**Exercise directions:** Output the material word for word. Leave each picture out.

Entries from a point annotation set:

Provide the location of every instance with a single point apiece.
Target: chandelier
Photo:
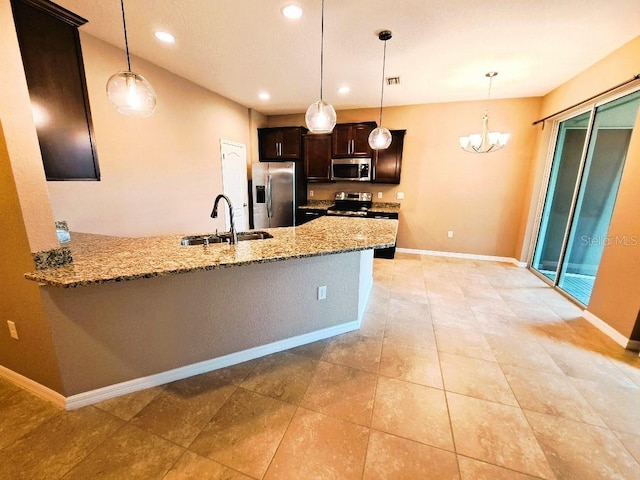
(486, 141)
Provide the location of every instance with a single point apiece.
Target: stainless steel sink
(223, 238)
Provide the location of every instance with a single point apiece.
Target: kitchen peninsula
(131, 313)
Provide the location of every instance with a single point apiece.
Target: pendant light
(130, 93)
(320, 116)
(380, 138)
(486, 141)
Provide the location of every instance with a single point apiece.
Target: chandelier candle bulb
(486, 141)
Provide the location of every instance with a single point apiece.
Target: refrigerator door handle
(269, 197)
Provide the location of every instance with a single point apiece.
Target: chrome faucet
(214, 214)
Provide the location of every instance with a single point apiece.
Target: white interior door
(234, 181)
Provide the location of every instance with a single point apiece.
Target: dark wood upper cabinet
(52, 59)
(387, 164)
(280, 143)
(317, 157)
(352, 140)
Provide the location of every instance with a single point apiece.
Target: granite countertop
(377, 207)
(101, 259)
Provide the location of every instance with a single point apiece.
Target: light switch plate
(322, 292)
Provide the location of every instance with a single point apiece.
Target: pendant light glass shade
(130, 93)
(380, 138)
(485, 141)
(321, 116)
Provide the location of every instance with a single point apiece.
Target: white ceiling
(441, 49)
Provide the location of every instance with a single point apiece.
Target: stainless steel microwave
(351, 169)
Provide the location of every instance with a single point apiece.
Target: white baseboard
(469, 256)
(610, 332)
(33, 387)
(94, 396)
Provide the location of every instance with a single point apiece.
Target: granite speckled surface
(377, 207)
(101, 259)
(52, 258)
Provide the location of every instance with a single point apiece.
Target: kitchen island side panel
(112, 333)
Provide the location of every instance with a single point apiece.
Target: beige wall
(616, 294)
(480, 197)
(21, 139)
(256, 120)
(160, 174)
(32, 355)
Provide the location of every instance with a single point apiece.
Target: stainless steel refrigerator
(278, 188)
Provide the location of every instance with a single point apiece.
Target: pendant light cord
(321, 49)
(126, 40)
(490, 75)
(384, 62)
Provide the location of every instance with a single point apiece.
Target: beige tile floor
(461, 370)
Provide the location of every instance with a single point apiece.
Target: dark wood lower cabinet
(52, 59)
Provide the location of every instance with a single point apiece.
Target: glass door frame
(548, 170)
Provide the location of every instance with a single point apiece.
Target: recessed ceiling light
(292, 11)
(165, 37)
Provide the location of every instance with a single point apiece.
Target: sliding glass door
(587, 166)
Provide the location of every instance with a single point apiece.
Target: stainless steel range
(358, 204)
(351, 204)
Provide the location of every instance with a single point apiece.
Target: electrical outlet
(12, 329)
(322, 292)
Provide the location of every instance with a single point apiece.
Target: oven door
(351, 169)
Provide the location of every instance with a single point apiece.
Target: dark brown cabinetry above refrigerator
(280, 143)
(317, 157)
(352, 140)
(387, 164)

**Exercise answer:**
Provide the location of every instance with a single point apiece.
Target: chandelier
Photo:
(486, 141)
Provide the location of every instance with a single point apiece.
Target: stainless steel sink
(223, 238)
Provide the location of every instance with a single point apiece.
Target: kitchen peninsula
(131, 313)
Provide the location of every instance with a single point apiece.
Target: pendant light
(130, 93)
(320, 116)
(380, 138)
(486, 141)
Provide the location of every instance with a single point apiece.
Target: chandelier candle bulb
(486, 141)
Provide the location of every instance with a single point apiece.
Target: refrigerator door handle
(269, 197)
Provide the location of every instance with a single point apiece.
Target: chrome faucet
(214, 214)
Provide the location of every instance with a single point apiece.
Target: white interior door
(234, 181)
Provide the location of every instance with a single point apiece.
Target: dark wood upper cabinet
(52, 59)
(387, 164)
(280, 143)
(317, 157)
(352, 140)
Provide the location of every instance with a single point apiece.
Target: granite countertop
(377, 207)
(101, 259)
Provide the location of every instance with a single point apiece.
Target: light switch plate
(322, 292)
Provide the location of every instance with a single point apiece.
Target: pendant light glass shade
(130, 93)
(380, 138)
(485, 141)
(321, 116)
Provide the location of every instance with a single point apiece.
Target: white ceiling
(441, 49)
Provide the location of every instance with a single point apiece.
Target: stainless steel microwave
(351, 169)
Provide the location of every instance with a single point apiece.
Target: white baseboard
(469, 256)
(610, 332)
(33, 387)
(94, 396)
Provide the location of every instance with a single point apiece.
Target: granite speckled surface
(377, 207)
(101, 259)
(52, 258)
Provide the location of every instance with a single point apiece.
Target: kitchen island side panel
(112, 333)
Provide the location of every instance with a single point apiece.
Target: beige wall
(616, 294)
(480, 197)
(21, 139)
(256, 120)
(160, 174)
(32, 355)
Provide the location of every instance with a single point apiece.
Target: stainless steel refrigerator
(278, 188)
Provide the location of every instance with a single point apiece.
Target: pendant light cord
(321, 49)
(126, 40)
(490, 75)
(384, 62)
Provide the location of every instance with a single point apiece.
Target: beige tile floor
(461, 370)
Provide the location of every instance with a single point apiece.
Target: dark wood lower cabinet
(52, 59)
Provide the location of every instance with a single point apiece.
Target: glass door frame
(548, 170)
Provide the location of every instance with a single point apiece.
Target: recessed ceiling light
(292, 11)
(165, 37)
Provide the location of every instance with a single point apiece.
Target: sliding glass door
(587, 166)
Provide the location of every instance with a single point apiece.
Target: stainless steel range
(358, 204)
(351, 204)
Provide the location of every instance with a single point apiece.
Target: electrical outlet
(12, 329)
(322, 292)
Provide the location of every instance with a single point apiece.
Target: oven door
(351, 169)
Provide the location of every instance with a single point apiece.
Target: dark brown cabinetry above refrigerator
(280, 143)
(317, 157)
(352, 140)
(387, 164)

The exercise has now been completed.